### TAREFAS E EXERCÍCIOS
(a) Para cada afirmação sobre a estatuária do Estado Novo em Moçambique, indica se concorda com o excerto, respondendo sim ou não e citando as palavras do excerto que o decidem. (i) A escultura pública produzida para as antigas colónias sob o Estado Novo já foi amplamente estudada. (ii) As encomendas e os concursos destinavam-se quase sempre a escultores metropolitanos. (iii) Os Padrões da Guerra foram implantados pela Câmara Municipal de Lourenço Marques.
(b) Segundo o excerto sobre a estatuária do Estado Novo, que monumento de Lourenço Marques serve de exemplo de obra promovida por instâncias locais?
(c) Cita o trecho do excerto que começa em "Estas obras tinham" e segue até "Novo9 (Fig. 1).".

### EXCERTO DO DOCUMENTO
*-*-*
Os usos e representações em torno das estátuas que a seguir abordarei parecem apontar para uma tal manifestação ‘involuntária’ da sua própria historicidade na obra. Após a Independência, várias das estátuas portuguesas, apesar de despidas do seu enquadramento monumental e funcionalidades iniciais, continuam presentes enquanto elementos significativos no espaço urbano—sobrevivências, ou segundas vidas (um Nachleben warburgiana, quase se poderia dizer), fora dos caminhos interpretativos previstos, que parecem implicar essa ideia de ruína ou vestígio.
A estatuária estado-novista em Moçambique e a sua sorte após 1975
Houve, sob o Estado Novo, uma larga produção de escultura pública para as antigas colónias, ainda pouco estudada7. Esta produção resultava de encomendas diretas ou concursos promovidos quer por instâncias locais—as Câmaras Municipais ou Governos Coloniais (em Lourenço Marques pode-se apontar o Monumento a Mouzinho de Albuquerque) – quer pelo Estado central, sobretudo após a criação do Gabinete de Urbanização Colonial/do Ultramar em 19448; mas dirigidos quase sempre a escultores metropolitanos. Em casos mais esporádicos foram promovidos fora dos aparelhos administrativos: exemplos são os Padrões da Guerra, implantados em Lourenço Marques e Luanda pela Comissão dos Padrões da Grande Guerra.
Estas obras tinham uma vocação antes de mais política: afirmavam na paisagem, urbana e não só, signos da Nação, da “História” e das suas máscaras—os heróis, os grandes “feitos”. Neste sentido, a própria noção de monumentalidade podia associar-se a uma ideia de civilização ocidental que se opunha a outras culturas. No entanto, entender as obras como simples imagens de propaganda seria redutor. A sua leitura aparentemente transparente como mensagem política sustentava-se em rituais e discursos. O monumento respondia, neste contexto, a funções tão diversas como a de construir uma ‘memória coletiva’, criar espaços apropriados para o culto político e encenar uma ordem social. O monumento ou a estátua era assim enquadrado por um complexo jogo de valores políticos, sociais e estéticos—um processo transversal à vigência do Estado Novo9 (Fig. 1).
*-*-*
### MATERIAL FORNECIDO

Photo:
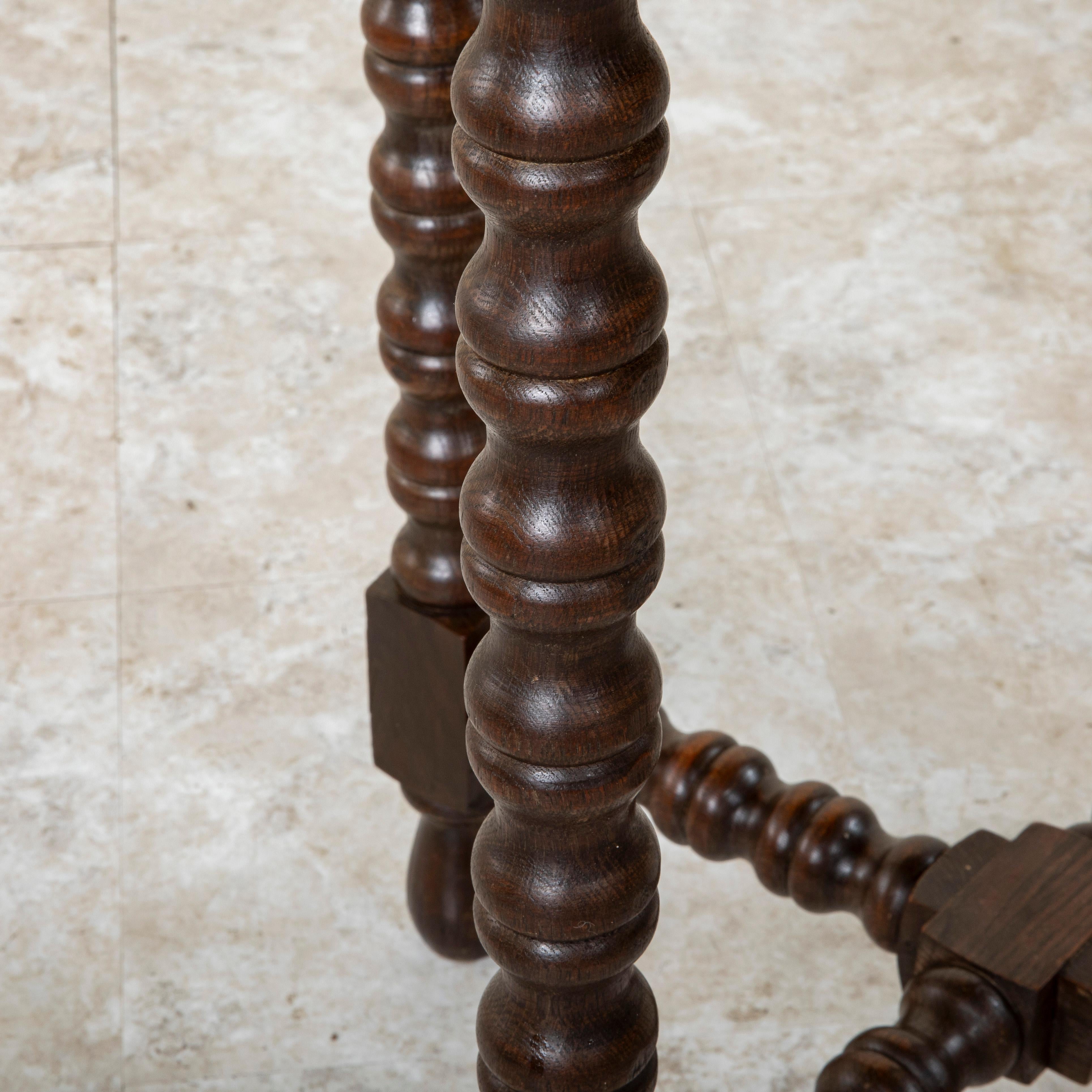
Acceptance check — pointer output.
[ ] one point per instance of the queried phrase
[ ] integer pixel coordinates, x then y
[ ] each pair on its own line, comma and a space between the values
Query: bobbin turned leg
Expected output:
422, 622
560, 140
*-*-*
### SOLUÇÕES DAS TAREFAS
(a)
(i) Não: "ainda pouco estudada".
(ii) Sim: "mas dirigidos quase sempre a escultores metropolitanos".
(iii) Não: "implantados em Lourenço Marques e Luanda pela Comissão dos Padrões da Grande Guerra".

(b) O Monumento a Mouzinho de Albuquerque.

(c)
Estas obras tinham uma vocação antes de mais política: afirmavam na paisagem, urbana e não só, signos da Nação, da “História” e das suas máscaras—os heróis, os grandes “feitos”. Neste sentido, a própria noção de monumentalidade podia associar-se a uma ideia de civilização ocidental que se opunha a outras culturas. No entanto, entender as obras como simples imagens de propaganda seria redutor. A sua leitura aparentemente transparente como mensagem política sustentava-se em rituais e discursos. O monumento respondia, neste contexto, a funções tão diversas como a de construir uma ‘memória coletiva’, criar espaços apropriados para o culto político e encenar uma ordem social. O monumento ou a estátua era assim enquadrado por um complexo jogo de valores políticos, sociais e estéticos—um processo transversal à vigência do Estado Novo9 (Fig. 1).